Borgfeld. Zum Jahresende gibt es eine Reihe von Geschäftsschließungen in der Borgfelder Ortsmitte. Seit vergangener Woche nimmt nun der Borgfelder Schuhmacher Sergej Rator keine Reparaturaufträge mehr entgegen. "Noch ein, zwei Wochen werde ich hier in der Werkstatt sein. Dann ist erst einmal Schluss", erklärt der 48-jährige Handwerker. Bis Ende Dezember laufe der Schlussverkauf mit Rabatten bis zu 60 Prozent. "Alles muss raus", steht in Großbuchstaben am Schaufenster in der Borgfelder Heerstraße 27A in Bremen. Was danach kommt? "Ungewiss."

____________________

:: Verständnis prüfen ::
A – Wie hoch sind laut dem Textauszug über den Borgfelder Schuhmacher die Rabatte im Schlussverkauf höchstens?
B – Führen Sie den Textauszug über die Geschäftsschließungen in der Borgfelder Ortsmitte im Anschluss an seinen letzten Satz weiter.

:: Bereitgestelltes Material ::
____________________

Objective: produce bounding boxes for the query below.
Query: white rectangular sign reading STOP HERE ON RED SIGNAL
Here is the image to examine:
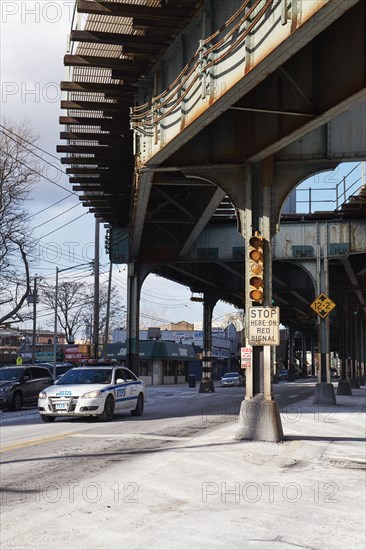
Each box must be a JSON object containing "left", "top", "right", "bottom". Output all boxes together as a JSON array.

____________________

:: Lösungen im Überblick ::
A – Die Rabatte betragen bis zu 60 Prozent.

B –
Nachdem die Unternehmerin Insa Sammet im September die Schließung ihres Ladens „Blumen und Ambiente“ zum Januar angekündigt hatte, riss die Kette an Geschäftsschließungen in Borgfeld nicht ab: Die ehemalige Feinbäckerei-Konditorei Barnstorff schloss ihre Filiale bereits vorzeitig. Überraschend verabschiedete sich Fernsehkoch Steffen Henssler mit seiner Sushi-Bar "Happi by Henssler" am Krögersweg. Anfang Dezember starteten die Geschäftsführer des Elektrofachhandels Expert Kohle, Günter Müller und Thomas Petershagen, ihren Räumungsverkauf.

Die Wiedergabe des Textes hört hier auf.